== Trecho fornecido ==
**********

No entanto, não constam na prestação de contas de Lessa, do exercício de 2002, os gastos feitos com o dinheiro da renegociação das Letras. À época, o credor receber do Tesouro Nacional 100% dos valores referentes aos títulos alagoanos adquiridos no mercado financeiro e se comprometia de – ato contínuo – depositar na conta do governo de Alagoas os 36% referentes ao deságio cobrado por Lessa, para a transação ser consolidada.

O Paraná, que era um dos credores das Letras, não queria pagar o percentual do deságio, mas decidiu fazê-lo como se estivesse “emprestando” esses valores ao governo de Alagoas, para recebê-los de volta dez anos depois. Como o resgate dos títulos foi feito em 2002, o governo de Alagoas teria até meados deste ano, 2012, para pagar o Estado do Paraná. No entanto, a despeito a situação financeira de Alagoas, que não tinha dinheiro para nada, nem para contratar os concursados, o governo Téo Vilela decidiu pagar ao Paraná, com dois anos de antecedência.

**********

== Tarefa escrita ==
Reescreva o trecho sobre as Letras de Alagoas de “No entanto, não” a “transação ser consolidada.”, renomeando “Tesouro Nacional” para “Governo Federal”.

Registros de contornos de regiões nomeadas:
**********

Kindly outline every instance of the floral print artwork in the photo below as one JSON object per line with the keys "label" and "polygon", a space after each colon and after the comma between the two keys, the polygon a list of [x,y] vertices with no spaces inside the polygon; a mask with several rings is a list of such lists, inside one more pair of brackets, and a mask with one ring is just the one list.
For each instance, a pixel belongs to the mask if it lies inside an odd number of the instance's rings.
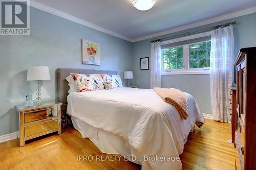
{"label": "floral print artwork", "polygon": [[82,40],[82,63],[100,65],[100,46],[94,42]]}
{"label": "floral print artwork", "polygon": [[104,89],[103,81],[100,74],[71,74],[71,75],[76,83],[77,92],[94,91]]}

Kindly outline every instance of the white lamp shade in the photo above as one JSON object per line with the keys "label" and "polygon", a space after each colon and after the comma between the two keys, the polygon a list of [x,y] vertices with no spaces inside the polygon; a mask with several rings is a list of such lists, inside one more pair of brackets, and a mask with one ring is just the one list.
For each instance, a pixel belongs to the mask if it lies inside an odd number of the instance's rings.
{"label": "white lamp shade", "polygon": [[133,71],[127,71],[123,72],[123,78],[124,79],[133,79]]}
{"label": "white lamp shade", "polygon": [[146,11],[152,8],[156,0],[133,0],[134,7],[141,11]]}
{"label": "white lamp shade", "polygon": [[27,81],[50,80],[51,77],[49,67],[47,66],[32,66],[28,69]]}

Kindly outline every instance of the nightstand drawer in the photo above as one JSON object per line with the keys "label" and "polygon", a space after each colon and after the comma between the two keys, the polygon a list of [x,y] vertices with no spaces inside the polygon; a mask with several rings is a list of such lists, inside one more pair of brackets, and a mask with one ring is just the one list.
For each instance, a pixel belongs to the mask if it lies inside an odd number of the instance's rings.
{"label": "nightstand drawer", "polygon": [[[40,108],[40,110],[45,108]],[[33,121],[44,119],[47,118],[46,110],[37,111],[38,109],[31,109],[24,113],[24,123],[27,123]]]}
{"label": "nightstand drawer", "polygon": [[25,127],[25,137],[58,128],[58,120],[45,122]]}
{"label": "nightstand drawer", "polygon": [[30,109],[24,112],[24,123],[26,124],[47,118],[52,118],[53,116],[57,116],[56,106]]}

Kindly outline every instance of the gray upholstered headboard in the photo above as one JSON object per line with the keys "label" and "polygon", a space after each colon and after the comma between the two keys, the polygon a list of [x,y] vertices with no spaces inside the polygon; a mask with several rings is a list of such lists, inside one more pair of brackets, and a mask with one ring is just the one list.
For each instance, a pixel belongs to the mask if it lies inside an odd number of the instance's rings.
{"label": "gray upholstered headboard", "polygon": [[104,74],[108,75],[117,75],[117,71],[111,70],[100,70],[96,69],[86,69],[77,68],[61,68],[57,69],[57,81],[58,88],[58,100],[63,104],[67,104],[67,96],[69,94],[68,91],[69,86],[66,78],[71,73],[80,74]]}

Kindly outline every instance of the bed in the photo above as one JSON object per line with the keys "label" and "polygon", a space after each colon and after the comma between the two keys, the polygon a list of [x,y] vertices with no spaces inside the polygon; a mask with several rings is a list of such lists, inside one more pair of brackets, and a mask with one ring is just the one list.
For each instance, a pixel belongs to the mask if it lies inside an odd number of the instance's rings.
{"label": "bed", "polygon": [[177,109],[153,89],[120,88],[72,92],[65,78],[70,73],[117,74],[115,71],[58,68],[58,100],[83,138],[104,153],[120,154],[142,165],[142,169],[181,169],[179,155],[195,123],[204,119],[193,97],[186,93],[189,116]]}

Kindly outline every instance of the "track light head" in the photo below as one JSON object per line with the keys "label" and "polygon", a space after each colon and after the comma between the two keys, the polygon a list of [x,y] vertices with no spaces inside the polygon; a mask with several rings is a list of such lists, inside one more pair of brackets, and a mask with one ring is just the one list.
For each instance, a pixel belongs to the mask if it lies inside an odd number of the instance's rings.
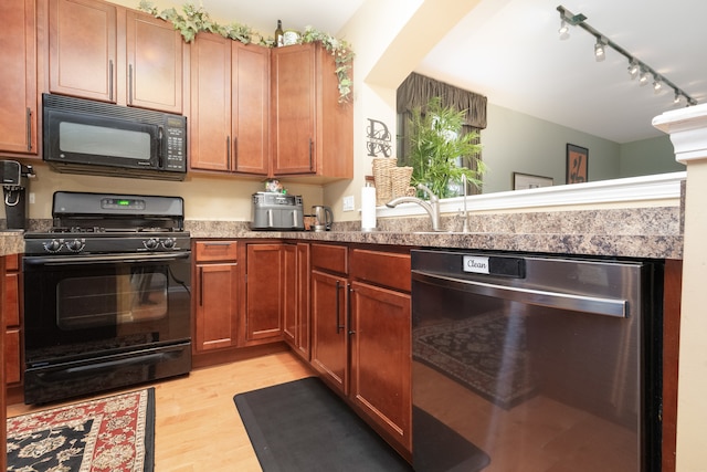
{"label": "track light head", "polygon": [[639,77],[639,85],[643,86],[643,85],[647,84],[648,83],[648,78],[651,78],[650,74],[646,71],[642,70],[641,71],[641,76]]}
{"label": "track light head", "polygon": [[631,75],[631,80],[639,77],[639,85],[643,86],[653,78],[653,90],[656,94],[661,93],[665,88],[672,88],[675,91],[675,104],[682,103],[684,98],[686,106],[697,105],[697,101],[689,96],[684,90],[679,88],[667,77],[658,74],[655,69],[634,57],[629,51],[592,28],[585,21],[585,15],[582,13],[574,14],[562,6],[558,6],[557,11],[560,12],[560,29],[558,30],[558,33],[560,34],[561,40],[569,38],[569,27],[578,27],[597,39],[597,42],[594,43],[594,59],[597,62],[603,61],[606,56],[606,48],[611,48],[616,53],[629,60],[629,75]]}
{"label": "track light head", "polygon": [[639,66],[639,63],[636,61],[631,61],[629,64],[629,75],[631,75],[632,81],[639,76],[640,71],[641,67]]}
{"label": "track light head", "polygon": [[557,32],[560,34],[560,40],[562,41],[568,40],[570,38],[570,25],[567,24],[567,21],[564,20],[560,21],[560,29],[557,30]]}
{"label": "track light head", "polygon": [[597,62],[601,62],[606,59],[604,44],[605,43],[601,39],[597,39],[597,43],[594,44],[594,59],[597,60]]}

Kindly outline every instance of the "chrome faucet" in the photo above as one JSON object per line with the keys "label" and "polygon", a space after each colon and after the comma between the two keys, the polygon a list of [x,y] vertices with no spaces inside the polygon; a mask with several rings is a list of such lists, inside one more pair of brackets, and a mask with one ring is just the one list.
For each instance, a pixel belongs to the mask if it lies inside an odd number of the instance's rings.
{"label": "chrome faucet", "polygon": [[442,231],[440,229],[440,199],[436,195],[432,193],[426,186],[422,183],[418,183],[418,188],[424,191],[429,197],[430,201],[424,201],[418,197],[398,197],[390,200],[386,203],[386,207],[395,208],[400,203],[418,203],[420,207],[424,208],[424,210],[430,214],[430,219],[432,220],[432,231]]}
{"label": "chrome faucet", "polygon": [[462,186],[464,187],[464,213],[462,218],[464,218],[464,225],[462,227],[462,232],[468,232],[468,213],[466,212],[466,174],[462,174]]}

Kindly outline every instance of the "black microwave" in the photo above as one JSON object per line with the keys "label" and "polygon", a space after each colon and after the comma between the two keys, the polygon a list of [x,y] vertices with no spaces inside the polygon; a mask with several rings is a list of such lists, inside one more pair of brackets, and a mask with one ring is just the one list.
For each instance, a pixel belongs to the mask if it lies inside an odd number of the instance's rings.
{"label": "black microwave", "polygon": [[187,118],[43,94],[43,159],[60,172],[183,180]]}

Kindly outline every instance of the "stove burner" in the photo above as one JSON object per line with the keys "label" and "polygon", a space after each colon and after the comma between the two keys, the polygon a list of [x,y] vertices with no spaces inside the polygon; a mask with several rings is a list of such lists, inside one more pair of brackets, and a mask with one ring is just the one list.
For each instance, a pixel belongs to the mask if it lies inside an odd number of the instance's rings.
{"label": "stove burner", "polygon": [[54,227],[50,233],[166,233],[182,231],[176,228],[147,227],[147,228],[104,228],[104,227]]}
{"label": "stove burner", "polygon": [[[116,207],[106,201],[139,201]],[[189,251],[180,197],[54,193],[53,228],[24,234],[25,253],[76,255]]]}

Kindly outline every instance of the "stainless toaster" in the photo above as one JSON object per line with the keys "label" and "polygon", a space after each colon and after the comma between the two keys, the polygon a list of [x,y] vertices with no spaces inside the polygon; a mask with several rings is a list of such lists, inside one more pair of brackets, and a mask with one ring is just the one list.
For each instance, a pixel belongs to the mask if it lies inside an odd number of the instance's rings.
{"label": "stainless toaster", "polygon": [[304,230],[302,197],[267,191],[253,193],[251,229],[281,231]]}

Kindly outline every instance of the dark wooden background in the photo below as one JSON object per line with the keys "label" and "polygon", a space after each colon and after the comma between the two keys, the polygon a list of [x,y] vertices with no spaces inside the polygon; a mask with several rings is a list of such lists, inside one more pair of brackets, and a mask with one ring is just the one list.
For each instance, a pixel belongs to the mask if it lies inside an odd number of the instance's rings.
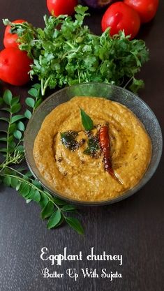
{"label": "dark wooden background", "polygon": [[[91,10],[87,23],[96,33],[100,33],[102,12]],[[0,19],[23,18],[43,26],[47,13],[45,0],[0,1]],[[145,80],[140,96],[149,104],[163,126],[164,95],[164,6],[163,1],[153,22],[141,29],[139,36],[146,40],[150,61],[140,76]],[[0,25],[0,48],[4,27]],[[10,89],[23,99],[28,86],[18,88],[2,84],[1,90]],[[80,211],[85,226],[82,237],[66,225],[49,231],[40,219],[38,207],[25,201],[10,188],[0,188],[0,290],[1,291],[163,291],[163,163],[149,182],[133,197],[103,207],[86,207]],[[40,249],[59,253],[65,246],[70,253],[82,251],[84,258],[91,246],[97,253],[122,254],[123,266],[118,262],[83,262],[63,263],[58,271],[67,268],[107,268],[122,273],[122,279],[73,280],[43,278],[42,269],[50,263],[40,259]]]}

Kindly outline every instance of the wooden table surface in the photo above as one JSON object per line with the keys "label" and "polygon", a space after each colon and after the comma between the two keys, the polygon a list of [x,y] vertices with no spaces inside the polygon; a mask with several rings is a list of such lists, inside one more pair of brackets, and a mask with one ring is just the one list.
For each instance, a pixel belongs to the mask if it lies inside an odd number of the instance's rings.
{"label": "wooden table surface", "polygon": [[[100,33],[102,12],[91,10],[87,23],[96,33]],[[25,19],[43,26],[43,15],[47,13],[45,0],[0,1],[0,19]],[[48,14],[48,13],[47,13]],[[140,96],[150,106],[161,126],[164,105],[164,6],[161,0],[156,17],[143,27],[139,36],[145,40],[150,60],[142,68],[140,77],[145,88]],[[4,27],[0,26],[0,48]],[[2,84],[1,91],[10,89],[22,98],[28,86],[22,88]],[[0,290],[1,291],[163,291],[163,163],[154,177],[133,197],[102,207],[82,207],[80,218],[85,226],[84,237],[68,227],[49,231],[40,219],[36,204],[27,204],[16,191],[0,188]],[[62,263],[55,268],[40,260],[40,249],[45,246],[51,254],[59,254],[67,247],[69,253],[82,252],[82,262]],[[101,254],[122,254],[118,262],[87,262],[91,248]],[[64,272],[68,268],[103,268],[122,274],[122,278],[45,278],[42,269],[47,267]]]}

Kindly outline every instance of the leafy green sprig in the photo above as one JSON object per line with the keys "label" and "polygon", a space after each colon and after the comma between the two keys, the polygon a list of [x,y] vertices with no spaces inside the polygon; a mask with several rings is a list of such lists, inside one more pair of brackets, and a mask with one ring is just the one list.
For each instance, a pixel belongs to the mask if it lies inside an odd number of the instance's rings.
{"label": "leafy green sprig", "polygon": [[[24,114],[20,114],[21,104],[20,98],[13,97],[9,90],[6,90],[0,98],[0,111],[4,116],[0,117],[0,122],[5,122],[5,129],[0,129],[0,148],[2,162],[0,163],[0,182],[19,191],[27,203],[35,201],[41,207],[42,219],[48,219],[47,228],[57,227],[66,222],[79,234],[84,234],[79,220],[68,214],[76,214],[76,208],[68,204],[47,191],[36,181],[27,167],[22,167],[24,161],[24,150],[22,145],[25,120],[29,119],[37,107],[41,103],[40,85],[36,84],[29,91],[29,96],[25,100],[28,106]],[[3,114],[2,114],[3,115]]]}
{"label": "leafy green sprig", "polygon": [[109,29],[100,36],[94,35],[82,25],[87,9],[77,6],[75,19],[45,16],[44,29],[3,20],[18,34],[20,50],[33,59],[30,75],[38,76],[42,95],[47,87],[88,82],[128,86],[135,92],[143,87],[135,75],[149,59],[144,40],[130,40],[124,31],[111,37]]}

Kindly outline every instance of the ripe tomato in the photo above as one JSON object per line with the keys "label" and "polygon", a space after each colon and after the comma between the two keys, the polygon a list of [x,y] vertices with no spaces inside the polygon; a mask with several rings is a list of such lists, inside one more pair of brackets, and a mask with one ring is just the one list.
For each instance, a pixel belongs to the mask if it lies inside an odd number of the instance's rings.
{"label": "ripe tomato", "polygon": [[142,23],[149,22],[156,13],[158,0],[124,0],[124,3],[135,9]]}
{"label": "ripe tomato", "polygon": [[0,79],[12,85],[21,86],[29,81],[28,72],[31,60],[26,52],[7,47],[0,52]]}
{"label": "ripe tomato", "polygon": [[[13,23],[22,23],[26,20],[17,20],[13,21]],[[10,26],[8,25],[5,29],[5,34],[3,38],[3,45],[5,47],[18,47],[18,43],[17,43],[17,33],[11,33]]]}
{"label": "ripe tomato", "polygon": [[55,16],[61,14],[73,15],[74,8],[77,3],[77,0],[47,0],[47,6],[50,13]]}
{"label": "ripe tomato", "polygon": [[104,31],[110,27],[110,35],[118,33],[124,30],[126,36],[131,35],[131,39],[137,34],[140,27],[140,17],[136,11],[123,2],[112,4],[105,12],[101,22]]}

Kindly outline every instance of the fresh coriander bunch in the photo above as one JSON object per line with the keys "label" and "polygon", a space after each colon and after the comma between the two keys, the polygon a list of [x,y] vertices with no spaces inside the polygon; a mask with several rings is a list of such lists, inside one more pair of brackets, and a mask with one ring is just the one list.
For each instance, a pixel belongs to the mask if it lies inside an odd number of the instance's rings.
{"label": "fresh coriander bunch", "polygon": [[28,93],[29,96],[25,99],[28,108],[24,114],[20,114],[20,98],[13,96],[10,90],[6,90],[0,97],[0,186],[1,184],[15,188],[27,203],[38,203],[41,208],[41,218],[48,219],[49,229],[66,222],[82,234],[83,227],[74,217],[75,207],[52,196],[24,167],[22,142],[27,120],[43,100],[39,84],[34,84]]}
{"label": "fresh coriander bunch", "polygon": [[30,75],[36,75],[42,95],[54,89],[88,82],[125,87],[136,92],[144,85],[135,74],[148,60],[149,52],[142,40],[130,40],[124,31],[113,37],[107,29],[101,36],[92,33],[83,22],[87,7],[77,6],[75,19],[66,15],[44,17],[45,28],[27,22],[10,24],[19,36],[20,50],[33,59]]}

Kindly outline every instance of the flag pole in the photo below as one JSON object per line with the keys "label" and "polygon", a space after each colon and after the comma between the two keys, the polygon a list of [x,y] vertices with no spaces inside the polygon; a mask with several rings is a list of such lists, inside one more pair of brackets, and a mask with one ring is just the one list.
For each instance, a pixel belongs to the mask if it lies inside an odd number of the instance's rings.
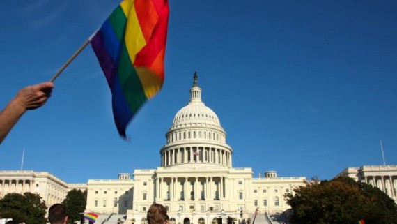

**********

== Resultado ==
No entanto, não constam na prestação de contas de Lessa, do exercício de 2002, os gastos feitos com o dinheiro da renegociação das Letras. À época, o credor receber do Governo Federal 100% dos valores referentes aos títulos alagoanos adquiridos no mercado financeiro e se comprometia de – ato contínuo – depositar na conta do governo de Alagoas os 36% referentes ao deságio cobrado por Lessa, para a transação ser consolidada.